Bloc de texte:

L’enseignement aux enfants :
les fondamentaux

Enseigner aux élèves de l’école élémentaire suppose d’abord que l’on soit clair sur les objectifs que l’on souhaite atteindre. Il convient ensuite de privilégier les démarches les plus efficaces.

"Que doivent faire les élèves (de l’école élémentaire) ? Apprendre quelques solides rudiments du système linguistique étranger ? Développer une conscience linguistique ? Des habiletés ? Des façons d’être ? Se décentrer par rapport à leur langue et à leur culture maternelles ou se conforter dans celles-ci ? Prendre confiance en se découvrant et en s’affirmant capable d’apprendre une langue autre ? Apprendre à apprendre ? Mettre en place une capacité minimale de compréhension de l’oral ? Jouer avec la langue étrangère et l’apprivoiser (notamment dans certaines de ses caractéristiques phonétiques ou rythmiques) à travers comptines et chansons ? Acquérir des connaissances autres ou pratiquer des activités scolaires autres (musique, éducation physique, etc.) par le médium de la langue étrangère ?"

Données disponibles:

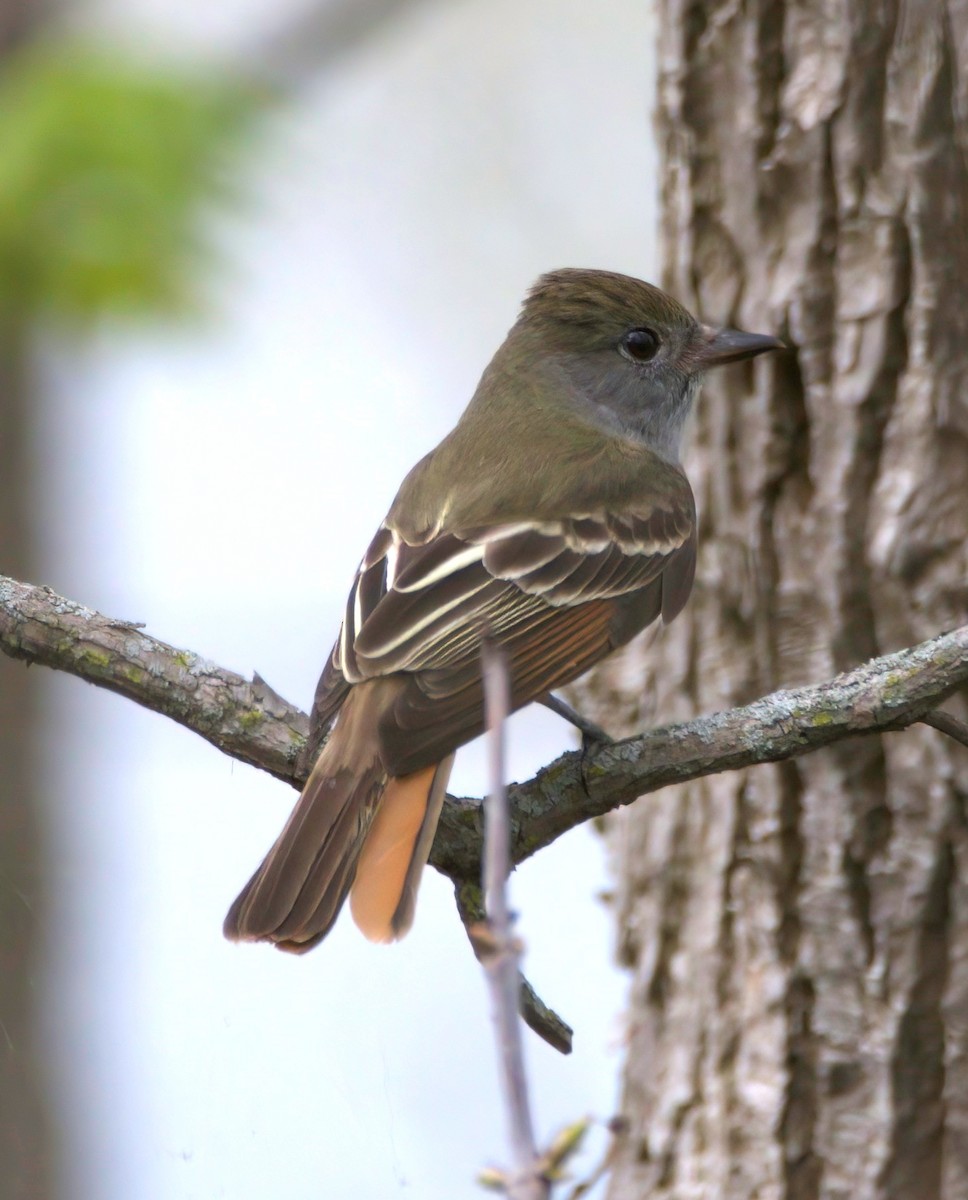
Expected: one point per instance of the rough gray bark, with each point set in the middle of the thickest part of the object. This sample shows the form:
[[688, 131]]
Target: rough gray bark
[[798, 934]]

But de l'exercice:
Reprenez le texte sur l'enseignement aux enfants et poursuivez-le après sa dernière phrase.

Résultat de l'exercice:
(CECR, p. 130)

Le Cadre européen commun de référence pour les langues (CECR) indique "qu’il n’est pas interdit de courir plusieurs lièvres à la fois et que des objectifs distincts peuvent être combinés et enchâssés".

Les objectifs

Un premier scénario consisterait à proposer à l’élève une sensibilisation au français dans le cadre d’un "éveil aux langues", grâce auquel, par-delà cette sensibilisation, l’élève serait amené à découvrir et à reconnaitre la pluralité des langues et des cultures.
Un autre scénario permettrait à l’élève du primaire de viser une communication orale élémentaire tout en mettant en place les bases des systèmes phonétique et syntaxique du français : l’objectif à atteindre correspondrait alors au niveau A1 du CECR (niveau de l’utilisateur élémentaire, introductif ou de découverte). C’est ce scénario que nous allons envisager.

L’oral et l’écrit

À l’école primaire, les activités de réception orale (compréhension de l’oral), de production orale (expression orale en continu) et d’interaction orale sont tout à fait prioritaires. La langue orale étant privilégiée, les activités de réception écrite (compréhension de l’écrit) et de production écrite sont considérées comme des "points d’appui" aux activités orales et le recours à la langue écrite reste limité.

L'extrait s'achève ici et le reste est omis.